» **Geciteerde passage**:

┏━━

2 De tenlastelegging

Aan de verdachte is ten laste gelegd dat:

hij op of omstreeks 30 januari 2015 te Voorschoten, tezamen en in vereniging met (een) ander(en) althans alleen, al dan niet opzettelijk drie, althans één of meer houtsnip(pen), althans dieren, behorende tot een beschermde inheemse diersoort heeft gedood en/of verwond en/of te gevangen en/of bemachtigd en/of met het oog daarop heeft opgespoord.

3 Vrijspraak

3.1

Inleiding

Op 30 januari 2015 heeft op het landgoed Duivenvoorde te Voorschoten een jachtpartij plaatsgevonden in aanwezigheid van onder andere verdachte en de medeverdachten [medeverdachte 1] en [medeverdachte 2] .

┗━━

» **Beschikbare gegevens**:
┏━━

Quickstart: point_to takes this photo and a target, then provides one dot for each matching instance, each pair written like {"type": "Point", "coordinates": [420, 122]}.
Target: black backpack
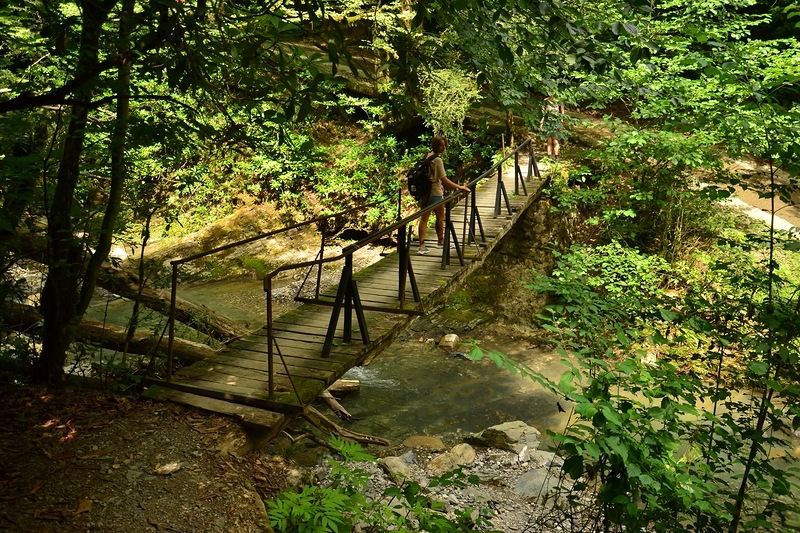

┗━━

» **Opdrachten**:
a) Beantwoord de volgende vragen aan de hand van de passage over de jachtpartij op Duivenvoorde.
(i) In welke plaats zou het feit volgens de tenlastelegging zijn gepleegd?
(ii) Welke vogelsoort wordt in de tenlastelegging genoemd?
(iii) Op welk landgoed vond op 30 januari 2015 een jachtpartij plaats?
b) Breid de passage over de jachtpartij op Duivenvoorde uit door de tekst voort te zetten na de laatste zin die wordt getoond.

» **Antwoorden per opdracht**:
a)
(i) Voorschoten
(ii) De houtsnip
(iii) Landgoed Duivenvoorde

b)
Tijdens deze jachtpartij was ook aanwezig op het landgoed de [getuige] (vogelaar). [getuige] heeft verklaard dat toen hij ter plaatse was om vogels te fotograferen, hij knallen hoorde en zag dat er jagers in het aangrenzende weiland liepen. Direct na het horen van schoten, zag [getuige] houtsnippen opvliegen. Vervolgens hoorde hij nog meerdere schoten en zag hij dat er door de jagers werd gericht op de opvliegende houtsnippen. Een houtsnip fladderde daarop in zijn richting en kwam voor [getuige] in een sloot terecht. Verdachte heeft een gewonde houtsnip uit het water gehaald die vervolgens in zijn handen is doodgegaan, waarna hij de vogel heeft achtergelaten in het bos. [getuige] heeft de door hem gemaakte foto’s van het incident op zijn website geplaatst, waarna de heer [betrokkene] , lid van de Eerste Kamer der Staten-Generaal namens de Partij voor de Dieren, aangifte heeft gedaan van het jagen op en het doden van (een) (beschermde) houtsnip(pen).

Verdachte ontkent het ten laste gelegde feit.

3.2

Het standpunt van de officier van justitie

De officier van justitie heeft, overeenkomstig haar op schrift gesteld requisitoir, gevorderd dat wettig en overtuigend bewezen kan worden dat verdachte zich schuldig heeft gemaakt aan het tenlastegelegde feit.

3.3

Het standpunt van de verdediging

De verdediging heeft, overeenkomstig de overgelegde pleitaantekeningen, bepleit dat – wegens het ontbreken van wettig en overtuigend bewijs – vrijspraak dient te volgen van het tenlastegelegde feit.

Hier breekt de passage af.